Copy all lines holding the word "reindeer" from the entries.
Content starts
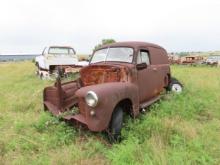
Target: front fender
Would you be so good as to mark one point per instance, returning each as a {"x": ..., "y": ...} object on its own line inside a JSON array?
[{"x": 109, "y": 95}]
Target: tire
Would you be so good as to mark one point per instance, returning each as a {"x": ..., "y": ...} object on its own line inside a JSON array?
[
  {"x": 175, "y": 86},
  {"x": 114, "y": 133}
]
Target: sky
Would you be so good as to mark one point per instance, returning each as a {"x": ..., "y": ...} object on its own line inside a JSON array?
[{"x": 27, "y": 26}]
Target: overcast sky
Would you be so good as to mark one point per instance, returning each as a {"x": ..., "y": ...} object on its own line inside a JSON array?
[{"x": 27, "y": 26}]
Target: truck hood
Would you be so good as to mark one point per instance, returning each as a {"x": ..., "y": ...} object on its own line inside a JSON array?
[{"x": 97, "y": 74}]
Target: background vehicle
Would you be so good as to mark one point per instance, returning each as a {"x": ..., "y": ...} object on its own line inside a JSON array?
[
  {"x": 54, "y": 57},
  {"x": 122, "y": 78},
  {"x": 213, "y": 60}
]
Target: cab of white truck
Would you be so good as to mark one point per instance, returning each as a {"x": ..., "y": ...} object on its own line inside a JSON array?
[{"x": 53, "y": 57}]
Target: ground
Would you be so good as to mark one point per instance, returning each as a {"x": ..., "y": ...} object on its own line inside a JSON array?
[{"x": 179, "y": 129}]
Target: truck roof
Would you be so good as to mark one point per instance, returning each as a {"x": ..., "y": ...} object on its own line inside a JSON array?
[{"x": 133, "y": 44}]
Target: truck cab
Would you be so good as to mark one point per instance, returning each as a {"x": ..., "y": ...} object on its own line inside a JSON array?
[{"x": 54, "y": 57}]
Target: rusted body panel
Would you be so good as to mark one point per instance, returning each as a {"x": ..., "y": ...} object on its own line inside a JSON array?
[{"x": 113, "y": 83}]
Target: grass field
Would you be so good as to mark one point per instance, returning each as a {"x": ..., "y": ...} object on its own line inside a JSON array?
[{"x": 180, "y": 129}]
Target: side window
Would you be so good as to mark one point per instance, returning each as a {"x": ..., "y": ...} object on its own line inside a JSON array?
[{"x": 143, "y": 57}]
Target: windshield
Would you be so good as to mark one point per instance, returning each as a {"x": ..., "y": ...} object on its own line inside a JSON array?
[
  {"x": 119, "y": 54},
  {"x": 56, "y": 50}
]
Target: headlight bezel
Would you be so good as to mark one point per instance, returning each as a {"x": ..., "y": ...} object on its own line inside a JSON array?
[{"x": 91, "y": 95}]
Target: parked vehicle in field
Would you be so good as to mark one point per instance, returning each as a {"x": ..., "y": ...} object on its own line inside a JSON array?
[
  {"x": 123, "y": 77},
  {"x": 213, "y": 60},
  {"x": 193, "y": 59},
  {"x": 54, "y": 57}
]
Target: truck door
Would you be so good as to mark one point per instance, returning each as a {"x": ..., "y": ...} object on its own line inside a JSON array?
[{"x": 147, "y": 81}]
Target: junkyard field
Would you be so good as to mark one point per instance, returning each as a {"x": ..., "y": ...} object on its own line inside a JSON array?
[{"x": 180, "y": 129}]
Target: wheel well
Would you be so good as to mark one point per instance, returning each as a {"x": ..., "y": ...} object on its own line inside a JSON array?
[
  {"x": 126, "y": 105},
  {"x": 167, "y": 82}
]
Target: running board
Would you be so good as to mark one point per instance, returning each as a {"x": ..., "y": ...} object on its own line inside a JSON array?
[{"x": 146, "y": 104}]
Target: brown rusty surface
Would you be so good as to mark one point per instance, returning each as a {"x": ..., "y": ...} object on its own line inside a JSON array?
[{"x": 114, "y": 83}]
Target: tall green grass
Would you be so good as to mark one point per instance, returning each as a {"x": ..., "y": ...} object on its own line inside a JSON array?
[{"x": 179, "y": 129}]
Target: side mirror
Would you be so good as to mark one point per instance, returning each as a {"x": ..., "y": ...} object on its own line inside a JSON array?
[{"x": 141, "y": 66}]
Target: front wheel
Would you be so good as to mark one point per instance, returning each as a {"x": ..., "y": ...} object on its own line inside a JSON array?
[
  {"x": 115, "y": 125},
  {"x": 175, "y": 86}
]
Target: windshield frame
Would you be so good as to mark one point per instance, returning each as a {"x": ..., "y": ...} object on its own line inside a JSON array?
[
  {"x": 132, "y": 61},
  {"x": 74, "y": 52}
]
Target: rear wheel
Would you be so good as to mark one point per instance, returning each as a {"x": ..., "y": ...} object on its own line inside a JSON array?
[
  {"x": 115, "y": 126},
  {"x": 175, "y": 86}
]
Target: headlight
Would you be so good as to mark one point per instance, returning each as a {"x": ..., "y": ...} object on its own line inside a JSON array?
[{"x": 91, "y": 99}]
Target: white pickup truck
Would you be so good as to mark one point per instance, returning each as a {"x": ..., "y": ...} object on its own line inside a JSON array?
[{"x": 58, "y": 60}]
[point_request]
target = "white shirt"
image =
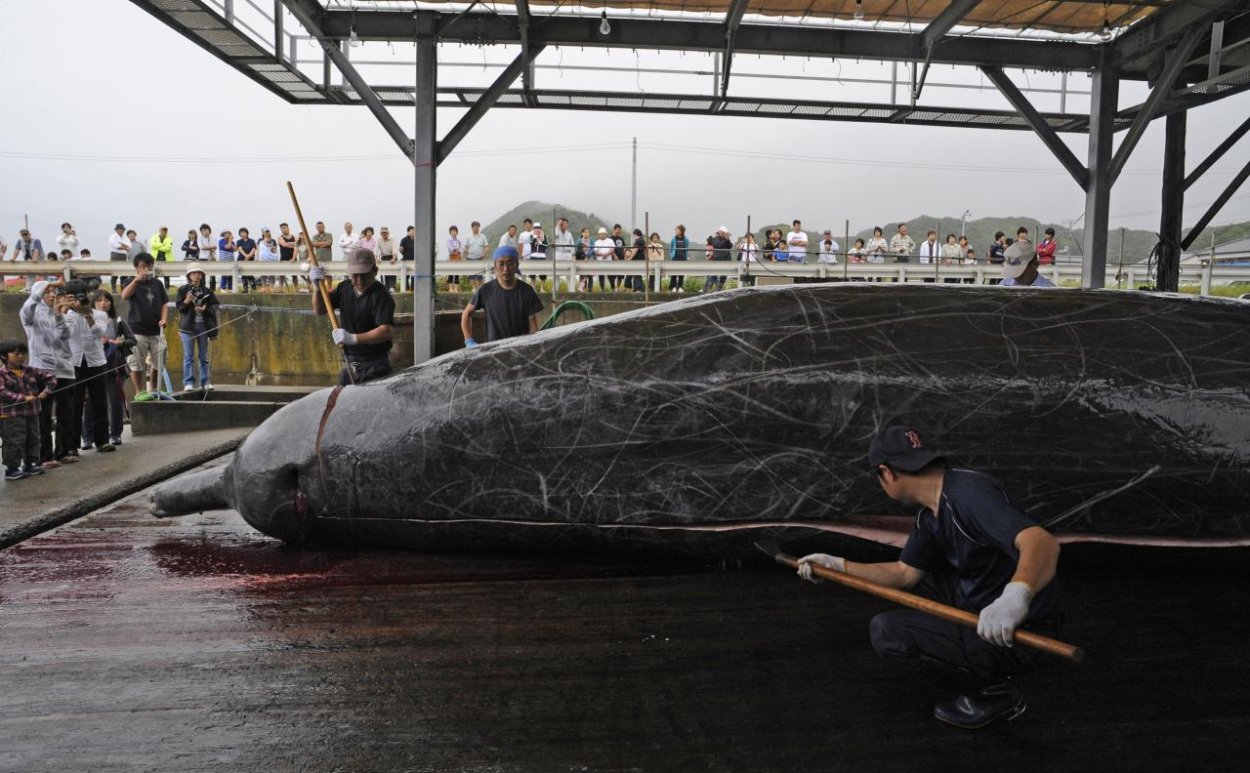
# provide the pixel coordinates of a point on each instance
(829, 252)
(208, 247)
(85, 340)
(798, 243)
(118, 243)
(930, 252)
(348, 243)
(475, 247)
(604, 249)
(564, 244)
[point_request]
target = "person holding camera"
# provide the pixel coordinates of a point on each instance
(196, 325)
(146, 315)
(43, 318)
(90, 365)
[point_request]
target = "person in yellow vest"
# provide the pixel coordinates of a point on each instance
(161, 248)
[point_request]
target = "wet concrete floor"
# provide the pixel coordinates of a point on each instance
(129, 643)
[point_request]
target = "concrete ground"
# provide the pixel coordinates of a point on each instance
(130, 643)
(59, 495)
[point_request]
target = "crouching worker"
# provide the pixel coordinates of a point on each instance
(973, 548)
(366, 313)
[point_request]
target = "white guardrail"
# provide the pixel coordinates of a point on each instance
(658, 272)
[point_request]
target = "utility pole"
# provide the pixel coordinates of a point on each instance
(633, 207)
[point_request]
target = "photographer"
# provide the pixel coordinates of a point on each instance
(146, 315)
(90, 370)
(196, 325)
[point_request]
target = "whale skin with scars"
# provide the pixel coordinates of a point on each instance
(708, 422)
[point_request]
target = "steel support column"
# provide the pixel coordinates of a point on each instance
(1170, 220)
(425, 171)
(1105, 91)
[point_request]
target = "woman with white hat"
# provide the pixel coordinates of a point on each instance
(196, 325)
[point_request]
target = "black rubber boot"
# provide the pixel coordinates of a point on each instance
(981, 708)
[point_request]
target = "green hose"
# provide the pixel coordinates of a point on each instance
(575, 305)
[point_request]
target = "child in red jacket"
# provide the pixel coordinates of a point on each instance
(21, 388)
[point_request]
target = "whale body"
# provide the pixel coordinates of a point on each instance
(1114, 414)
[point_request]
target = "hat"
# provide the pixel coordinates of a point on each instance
(361, 262)
(1016, 258)
(903, 449)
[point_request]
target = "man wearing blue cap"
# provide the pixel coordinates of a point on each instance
(974, 548)
(511, 305)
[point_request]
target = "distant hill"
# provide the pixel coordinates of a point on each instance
(544, 213)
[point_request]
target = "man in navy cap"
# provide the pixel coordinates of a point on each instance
(366, 313)
(511, 305)
(974, 548)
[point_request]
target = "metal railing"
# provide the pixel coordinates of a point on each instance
(655, 272)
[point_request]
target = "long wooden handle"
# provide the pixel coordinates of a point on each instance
(308, 242)
(935, 608)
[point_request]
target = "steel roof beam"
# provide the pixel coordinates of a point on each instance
(733, 19)
(1176, 59)
(1148, 39)
(304, 13)
(523, 25)
(488, 100)
(945, 20)
(1043, 129)
(668, 34)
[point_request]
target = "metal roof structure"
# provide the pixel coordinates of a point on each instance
(1188, 53)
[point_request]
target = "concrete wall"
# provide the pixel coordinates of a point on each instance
(278, 340)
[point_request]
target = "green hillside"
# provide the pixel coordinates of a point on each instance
(544, 213)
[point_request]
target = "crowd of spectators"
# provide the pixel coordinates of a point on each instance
(61, 390)
(531, 242)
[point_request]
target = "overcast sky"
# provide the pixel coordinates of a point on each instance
(94, 90)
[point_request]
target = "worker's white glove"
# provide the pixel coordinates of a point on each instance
(821, 559)
(1000, 619)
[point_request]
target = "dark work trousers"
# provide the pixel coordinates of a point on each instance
(945, 652)
(45, 427)
(90, 385)
(20, 440)
(69, 423)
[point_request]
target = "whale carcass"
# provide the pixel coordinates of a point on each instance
(1119, 415)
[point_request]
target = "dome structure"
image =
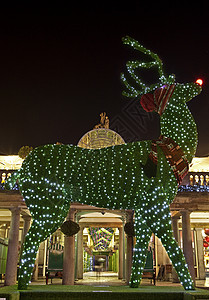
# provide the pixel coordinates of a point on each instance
(100, 138)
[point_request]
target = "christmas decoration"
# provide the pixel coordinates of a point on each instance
(69, 228)
(24, 151)
(101, 237)
(114, 177)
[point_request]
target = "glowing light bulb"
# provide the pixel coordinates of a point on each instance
(199, 81)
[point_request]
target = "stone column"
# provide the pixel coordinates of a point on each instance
(129, 253)
(121, 233)
(187, 242)
(175, 227)
(13, 245)
(69, 256)
(27, 220)
(35, 274)
(200, 254)
(80, 253)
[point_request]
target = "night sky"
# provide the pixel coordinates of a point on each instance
(58, 72)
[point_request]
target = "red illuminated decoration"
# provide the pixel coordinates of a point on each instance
(199, 81)
(205, 244)
(207, 231)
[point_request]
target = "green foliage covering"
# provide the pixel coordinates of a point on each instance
(54, 175)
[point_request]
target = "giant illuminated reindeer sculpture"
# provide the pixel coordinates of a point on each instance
(143, 175)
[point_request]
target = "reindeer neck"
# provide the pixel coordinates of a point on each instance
(177, 123)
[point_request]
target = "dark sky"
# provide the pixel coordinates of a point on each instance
(59, 71)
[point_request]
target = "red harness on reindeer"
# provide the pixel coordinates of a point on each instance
(172, 151)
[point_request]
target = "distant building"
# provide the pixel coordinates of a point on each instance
(102, 234)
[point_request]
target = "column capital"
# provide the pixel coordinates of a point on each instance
(15, 210)
(26, 217)
(185, 211)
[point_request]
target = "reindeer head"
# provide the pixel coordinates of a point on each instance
(165, 97)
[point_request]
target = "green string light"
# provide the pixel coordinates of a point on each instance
(52, 176)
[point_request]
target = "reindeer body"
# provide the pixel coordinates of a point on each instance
(54, 175)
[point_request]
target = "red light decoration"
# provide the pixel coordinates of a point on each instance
(199, 81)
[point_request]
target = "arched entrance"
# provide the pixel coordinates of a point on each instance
(100, 247)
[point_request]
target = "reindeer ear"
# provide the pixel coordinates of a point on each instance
(147, 102)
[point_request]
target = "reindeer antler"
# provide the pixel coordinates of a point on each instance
(132, 65)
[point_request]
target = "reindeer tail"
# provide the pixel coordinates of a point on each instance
Content ends
Written answer |
target = "giant illuminated reindeer sculpture"
target = "reindeer neck"
target = "red harness on reindeer"
target = "reindeer head"
target = "reindeer body"
target = "reindeer ear"
target = "reindeer antler"
target = "reindeer tail"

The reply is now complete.